WORK REQUIRED >>
Copy the items below word for word, starting at the line that contains "outline officer standing" and ending with the last line of the items.

Region outline entries
⁂
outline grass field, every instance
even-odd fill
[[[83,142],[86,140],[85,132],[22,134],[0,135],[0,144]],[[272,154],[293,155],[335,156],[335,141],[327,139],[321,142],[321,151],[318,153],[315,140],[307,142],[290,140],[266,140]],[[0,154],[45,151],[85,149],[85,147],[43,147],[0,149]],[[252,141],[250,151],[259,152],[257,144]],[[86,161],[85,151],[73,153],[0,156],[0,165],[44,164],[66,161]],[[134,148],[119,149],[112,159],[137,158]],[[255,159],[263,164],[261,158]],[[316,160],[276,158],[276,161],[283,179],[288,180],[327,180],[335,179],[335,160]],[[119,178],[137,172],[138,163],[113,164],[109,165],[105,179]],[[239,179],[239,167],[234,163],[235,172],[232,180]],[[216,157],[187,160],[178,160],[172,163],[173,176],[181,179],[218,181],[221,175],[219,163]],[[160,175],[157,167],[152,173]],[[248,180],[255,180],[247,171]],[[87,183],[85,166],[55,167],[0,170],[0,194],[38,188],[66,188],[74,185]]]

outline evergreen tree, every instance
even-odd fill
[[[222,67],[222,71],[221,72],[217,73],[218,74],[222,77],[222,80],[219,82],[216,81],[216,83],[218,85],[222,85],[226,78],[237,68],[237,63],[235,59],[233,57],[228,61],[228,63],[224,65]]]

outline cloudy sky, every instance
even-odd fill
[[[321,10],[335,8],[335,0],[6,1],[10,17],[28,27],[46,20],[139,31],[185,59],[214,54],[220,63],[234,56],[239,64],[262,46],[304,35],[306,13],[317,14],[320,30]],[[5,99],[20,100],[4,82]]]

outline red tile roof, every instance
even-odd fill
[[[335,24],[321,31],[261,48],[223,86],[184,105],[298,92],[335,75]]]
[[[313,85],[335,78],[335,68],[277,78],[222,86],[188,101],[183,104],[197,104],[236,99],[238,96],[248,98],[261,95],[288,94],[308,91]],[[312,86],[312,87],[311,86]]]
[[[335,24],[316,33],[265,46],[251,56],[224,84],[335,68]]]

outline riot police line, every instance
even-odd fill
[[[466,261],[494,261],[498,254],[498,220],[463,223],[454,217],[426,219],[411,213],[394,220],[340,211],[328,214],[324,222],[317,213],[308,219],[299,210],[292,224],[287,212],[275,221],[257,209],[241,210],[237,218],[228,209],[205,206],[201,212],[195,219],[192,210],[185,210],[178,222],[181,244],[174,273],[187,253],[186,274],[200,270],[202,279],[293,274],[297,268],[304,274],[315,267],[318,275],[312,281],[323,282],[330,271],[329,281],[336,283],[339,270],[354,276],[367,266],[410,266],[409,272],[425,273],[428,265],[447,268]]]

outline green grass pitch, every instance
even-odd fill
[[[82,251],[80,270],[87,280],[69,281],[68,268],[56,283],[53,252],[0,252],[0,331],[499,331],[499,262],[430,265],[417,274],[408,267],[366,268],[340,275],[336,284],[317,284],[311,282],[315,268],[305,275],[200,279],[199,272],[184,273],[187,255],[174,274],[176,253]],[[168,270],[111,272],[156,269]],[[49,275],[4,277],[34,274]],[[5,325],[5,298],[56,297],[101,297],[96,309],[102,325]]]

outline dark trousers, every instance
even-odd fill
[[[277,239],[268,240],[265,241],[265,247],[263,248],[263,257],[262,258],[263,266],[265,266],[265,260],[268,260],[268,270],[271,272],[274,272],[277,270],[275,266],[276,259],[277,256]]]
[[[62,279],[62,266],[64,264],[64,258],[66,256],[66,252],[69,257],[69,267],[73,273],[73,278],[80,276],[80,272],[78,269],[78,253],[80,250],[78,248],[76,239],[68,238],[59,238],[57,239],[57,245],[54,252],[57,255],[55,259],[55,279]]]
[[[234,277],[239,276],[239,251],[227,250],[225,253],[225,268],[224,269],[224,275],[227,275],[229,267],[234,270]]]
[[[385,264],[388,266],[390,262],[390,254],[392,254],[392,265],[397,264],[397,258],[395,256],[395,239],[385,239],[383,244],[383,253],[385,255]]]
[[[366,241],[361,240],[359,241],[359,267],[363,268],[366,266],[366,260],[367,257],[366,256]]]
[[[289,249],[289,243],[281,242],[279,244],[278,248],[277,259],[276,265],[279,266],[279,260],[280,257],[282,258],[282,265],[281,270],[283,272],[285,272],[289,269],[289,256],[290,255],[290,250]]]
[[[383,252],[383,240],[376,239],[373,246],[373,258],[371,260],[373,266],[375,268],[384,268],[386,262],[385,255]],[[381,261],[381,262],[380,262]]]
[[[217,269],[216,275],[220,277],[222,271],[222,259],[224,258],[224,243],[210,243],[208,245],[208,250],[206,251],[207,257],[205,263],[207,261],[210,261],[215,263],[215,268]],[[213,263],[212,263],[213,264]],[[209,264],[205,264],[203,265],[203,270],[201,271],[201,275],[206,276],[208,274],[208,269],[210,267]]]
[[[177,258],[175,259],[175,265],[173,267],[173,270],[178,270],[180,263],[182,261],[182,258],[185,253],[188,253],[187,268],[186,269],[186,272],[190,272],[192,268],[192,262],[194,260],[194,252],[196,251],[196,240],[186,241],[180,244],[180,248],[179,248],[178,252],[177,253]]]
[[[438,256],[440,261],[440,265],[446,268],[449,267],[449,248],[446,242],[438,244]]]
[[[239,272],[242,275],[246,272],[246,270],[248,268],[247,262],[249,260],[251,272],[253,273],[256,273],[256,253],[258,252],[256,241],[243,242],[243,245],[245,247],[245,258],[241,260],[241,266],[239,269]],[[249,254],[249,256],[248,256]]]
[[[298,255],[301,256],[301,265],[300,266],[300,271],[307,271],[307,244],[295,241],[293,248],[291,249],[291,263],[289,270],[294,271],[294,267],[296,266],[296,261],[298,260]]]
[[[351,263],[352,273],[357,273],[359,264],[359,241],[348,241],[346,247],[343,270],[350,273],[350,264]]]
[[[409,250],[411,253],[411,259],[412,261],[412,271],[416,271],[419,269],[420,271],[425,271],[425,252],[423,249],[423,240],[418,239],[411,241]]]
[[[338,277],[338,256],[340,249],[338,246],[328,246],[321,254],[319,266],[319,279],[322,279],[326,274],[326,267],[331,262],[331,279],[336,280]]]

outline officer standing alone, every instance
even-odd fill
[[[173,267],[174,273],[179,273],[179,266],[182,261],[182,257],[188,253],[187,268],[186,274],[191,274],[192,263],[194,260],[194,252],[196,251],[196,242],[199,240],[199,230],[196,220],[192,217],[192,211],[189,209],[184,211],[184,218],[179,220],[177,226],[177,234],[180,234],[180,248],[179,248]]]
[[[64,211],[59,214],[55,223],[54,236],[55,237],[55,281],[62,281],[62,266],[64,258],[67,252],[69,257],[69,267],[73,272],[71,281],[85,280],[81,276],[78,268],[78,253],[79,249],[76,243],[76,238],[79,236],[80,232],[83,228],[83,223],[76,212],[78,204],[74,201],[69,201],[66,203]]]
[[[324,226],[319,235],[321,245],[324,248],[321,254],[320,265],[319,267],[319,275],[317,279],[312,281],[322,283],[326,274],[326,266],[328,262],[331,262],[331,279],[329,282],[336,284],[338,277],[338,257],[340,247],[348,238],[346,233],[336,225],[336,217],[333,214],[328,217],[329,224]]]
⁂
TASK RESPONSE >>
outline officer standing alone, every instance
even-odd fill
[[[173,267],[174,273],[179,273],[179,266],[182,261],[182,257],[188,253],[187,268],[186,274],[191,274],[192,263],[194,260],[194,252],[196,251],[196,242],[199,240],[199,230],[196,220],[192,217],[192,211],[189,209],[184,211],[184,218],[179,220],[177,226],[177,234],[180,234],[180,248],[179,248]]]
[[[64,211],[59,214],[55,223],[54,236],[55,237],[55,281],[62,281],[62,266],[64,258],[67,252],[69,257],[69,267],[73,272],[71,281],[85,280],[81,276],[78,268],[78,253],[79,249],[76,243],[76,238],[79,236],[80,232],[83,228],[83,223],[76,212],[78,204],[74,201],[69,201],[66,203]]]
[[[324,226],[319,235],[321,245],[324,248],[321,254],[320,265],[319,267],[319,275],[317,279],[312,281],[322,283],[326,274],[326,266],[328,262],[331,262],[331,279],[329,282],[336,284],[338,277],[338,257],[340,247],[348,238],[346,233],[336,225],[336,217],[333,214],[328,217],[329,224]]]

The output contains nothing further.